(Image entries for named regions)
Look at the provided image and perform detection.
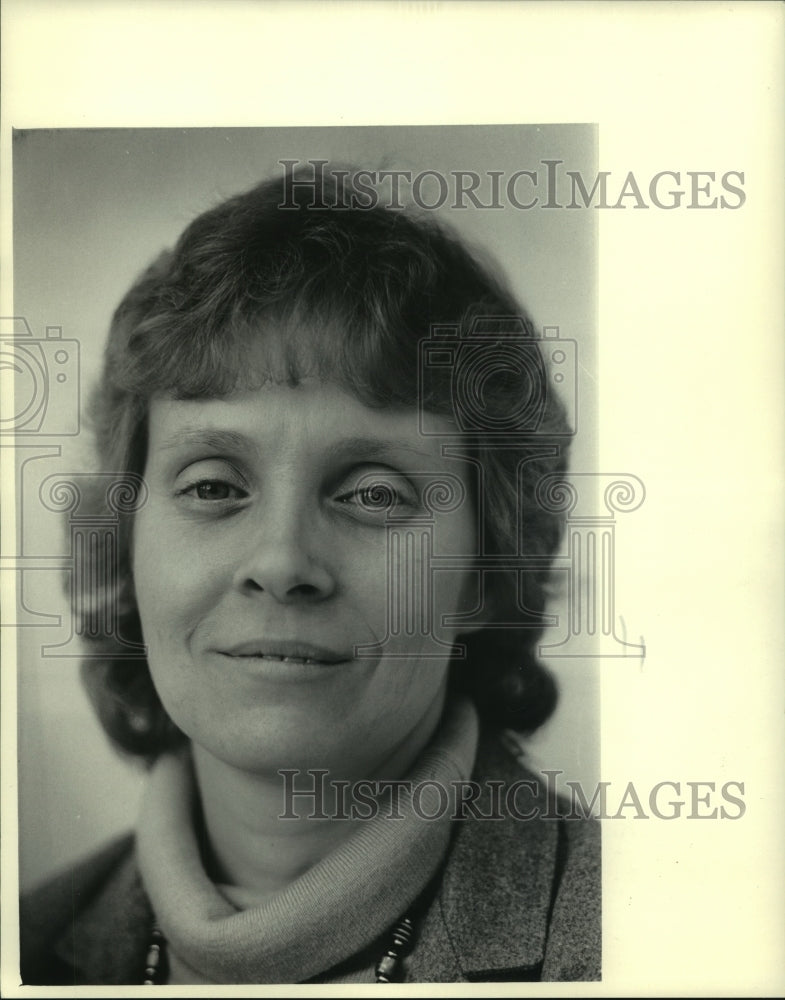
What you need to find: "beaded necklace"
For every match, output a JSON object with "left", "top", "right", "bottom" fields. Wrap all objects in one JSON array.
[{"left": 143, "top": 917, "right": 414, "bottom": 986}]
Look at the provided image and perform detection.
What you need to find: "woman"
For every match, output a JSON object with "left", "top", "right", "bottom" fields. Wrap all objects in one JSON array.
[{"left": 22, "top": 168, "right": 599, "bottom": 984}]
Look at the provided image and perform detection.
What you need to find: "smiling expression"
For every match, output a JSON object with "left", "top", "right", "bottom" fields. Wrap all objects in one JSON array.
[{"left": 133, "top": 380, "right": 475, "bottom": 774}]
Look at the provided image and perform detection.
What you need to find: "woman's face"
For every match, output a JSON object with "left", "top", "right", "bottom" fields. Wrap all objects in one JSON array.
[{"left": 133, "top": 380, "right": 475, "bottom": 774}]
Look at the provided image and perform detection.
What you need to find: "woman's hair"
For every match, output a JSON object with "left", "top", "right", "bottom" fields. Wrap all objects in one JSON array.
[{"left": 76, "top": 168, "right": 569, "bottom": 758}]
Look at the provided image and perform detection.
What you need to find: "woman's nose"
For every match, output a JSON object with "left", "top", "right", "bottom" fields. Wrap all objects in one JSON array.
[{"left": 230, "top": 509, "right": 335, "bottom": 604}]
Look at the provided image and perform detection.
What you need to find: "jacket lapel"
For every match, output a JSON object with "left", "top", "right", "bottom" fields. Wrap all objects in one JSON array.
[
  {"left": 54, "top": 851, "right": 153, "bottom": 985},
  {"left": 411, "top": 738, "right": 560, "bottom": 981}
]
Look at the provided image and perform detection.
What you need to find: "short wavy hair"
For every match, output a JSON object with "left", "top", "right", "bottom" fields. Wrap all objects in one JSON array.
[{"left": 77, "top": 173, "right": 570, "bottom": 760}]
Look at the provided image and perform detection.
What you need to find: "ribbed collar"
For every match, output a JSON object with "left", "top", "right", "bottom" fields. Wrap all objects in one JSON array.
[{"left": 137, "top": 699, "right": 478, "bottom": 984}]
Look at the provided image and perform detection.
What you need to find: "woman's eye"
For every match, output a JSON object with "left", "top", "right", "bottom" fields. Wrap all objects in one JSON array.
[
  {"left": 180, "top": 479, "right": 248, "bottom": 503},
  {"left": 337, "top": 478, "right": 419, "bottom": 519},
  {"left": 193, "top": 479, "right": 240, "bottom": 500}
]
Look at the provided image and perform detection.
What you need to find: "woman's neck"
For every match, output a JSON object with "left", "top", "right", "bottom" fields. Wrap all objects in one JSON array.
[{"left": 193, "top": 691, "right": 444, "bottom": 901}]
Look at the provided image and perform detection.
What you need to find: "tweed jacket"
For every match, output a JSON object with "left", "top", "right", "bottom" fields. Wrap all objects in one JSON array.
[{"left": 20, "top": 737, "right": 601, "bottom": 985}]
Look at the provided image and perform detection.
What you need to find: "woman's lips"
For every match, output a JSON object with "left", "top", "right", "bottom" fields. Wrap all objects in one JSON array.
[{"left": 219, "top": 639, "right": 353, "bottom": 666}]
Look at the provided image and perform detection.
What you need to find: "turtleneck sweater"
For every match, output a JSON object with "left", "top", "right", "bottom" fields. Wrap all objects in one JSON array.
[{"left": 137, "top": 699, "right": 478, "bottom": 985}]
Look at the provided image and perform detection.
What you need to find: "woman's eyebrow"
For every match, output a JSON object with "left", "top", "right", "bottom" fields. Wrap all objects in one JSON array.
[
  {"left": 159, "top": 427, "right": 250, "bottom": 451},
  {"left": 324, "top": 436, "right": 437, "bottom": 461}
]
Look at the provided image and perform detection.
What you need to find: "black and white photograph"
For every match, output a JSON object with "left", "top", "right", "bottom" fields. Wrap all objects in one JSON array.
[{"left": 0, "top": 2, "right": 785, "bottom": 996}]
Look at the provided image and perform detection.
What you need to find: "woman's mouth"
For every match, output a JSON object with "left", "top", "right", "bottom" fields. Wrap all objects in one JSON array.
[{"left": 219, "top": 639, "right": 353, "bottom": 667}]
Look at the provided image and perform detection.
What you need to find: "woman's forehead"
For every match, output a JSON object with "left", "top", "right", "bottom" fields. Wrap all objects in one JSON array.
[{"left": 150, "top": 376, "right": 455, "bottom": 458}]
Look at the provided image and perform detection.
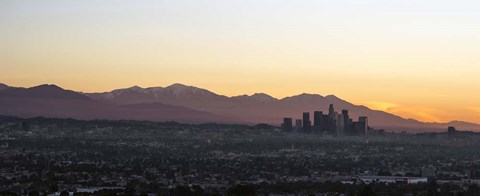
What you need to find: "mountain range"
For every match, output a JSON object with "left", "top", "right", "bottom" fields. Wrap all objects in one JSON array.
[{"left": 0, "top": 84, "right": 480, "bottom": 132}]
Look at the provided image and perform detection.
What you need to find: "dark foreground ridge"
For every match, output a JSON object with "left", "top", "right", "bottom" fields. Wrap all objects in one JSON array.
[{"left": 0, "top": 116, "right": 480, "bottom": 195}]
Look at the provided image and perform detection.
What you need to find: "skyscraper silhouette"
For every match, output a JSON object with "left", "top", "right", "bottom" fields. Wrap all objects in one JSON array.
[{"left": 303, "top": 112, "right": 312, "bottom": 132}]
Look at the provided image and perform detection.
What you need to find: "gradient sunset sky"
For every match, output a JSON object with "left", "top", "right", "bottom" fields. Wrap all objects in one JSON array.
[{"left": 0, "top": 0, "right": 480, "bottom": 123}]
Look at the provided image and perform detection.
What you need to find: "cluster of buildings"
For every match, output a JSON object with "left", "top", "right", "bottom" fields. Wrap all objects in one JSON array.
[{"left": 282, "top": 104, "right": 368, "bottom": 136}]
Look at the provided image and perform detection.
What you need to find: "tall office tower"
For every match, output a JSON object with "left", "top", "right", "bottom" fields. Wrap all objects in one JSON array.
[
  {"left": 342, "top": 110, "right": 351, "bottom": 135},
  {"left": 282, "top": 118, "right": 293, "bottom": 132},
  {"left": 295, "top": 119, "right": 302, "bottom": 131},
  {"left": 348, "top": 118, "right": 357, "bottom": 135},
  {"left": 322, "top": 114, "right": 329, "bottom": 132},
  {"left": 303, "top": 112, "right": 312, "bottom": 132},
  {"left": 337, "top": 114, "right": 345, "bottom": 136},
  {"left": 358, "top": 116, "right": 368, "bottom": 135},
  {"left": 328, "top": 104, "right": 335, "bottom": 121},
  {"left": 313, "top": 111, "right": 323, "bottom": 133}
]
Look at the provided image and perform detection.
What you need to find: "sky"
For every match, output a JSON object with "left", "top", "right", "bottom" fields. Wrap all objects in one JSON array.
[{"left": 0, "top": 0, "right": 480, "bottom": 123}]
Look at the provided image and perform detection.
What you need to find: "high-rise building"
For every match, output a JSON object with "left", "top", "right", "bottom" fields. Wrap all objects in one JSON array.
[
  {"left": 358, "top": 116, "right": 368, "bottom": 135},
  {"left": 342, "top": 110, "right": 351, "bottom": 135},
  {"left": 313, "top": 111, "right": 324, "bottom": 133},
  {"left": 337, "top": 114, "right": 345, "bottom": 136},
  {"left": 328, "top": 104, "right": 335, "bottom": 121},
  {"left": 295, "top": 119, "right": 302, "bottom": 131},
  {"left": 282, "top": 118, "right": 293, "bottom": 132},
  {"left": 303, "top": 112, "right": 312, "bottom": 132}
]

▸ Task:
Show every line above that contains the word "woman", keeping in mind that case counts.

▸ Written solution:
What you need to find: "woman"
What you need to find: "woman's face"
What you need to find: "woman's hair"
What you need to find: "woman's nose"
What you need to find: "woman's eye"
What you need to find: "woman's neck"
What you need to find: "woman's lips"
What you need to find: "woman's eyebrow"
What you need to find: "woman's mouth"
What you need to find: "woman's forehead"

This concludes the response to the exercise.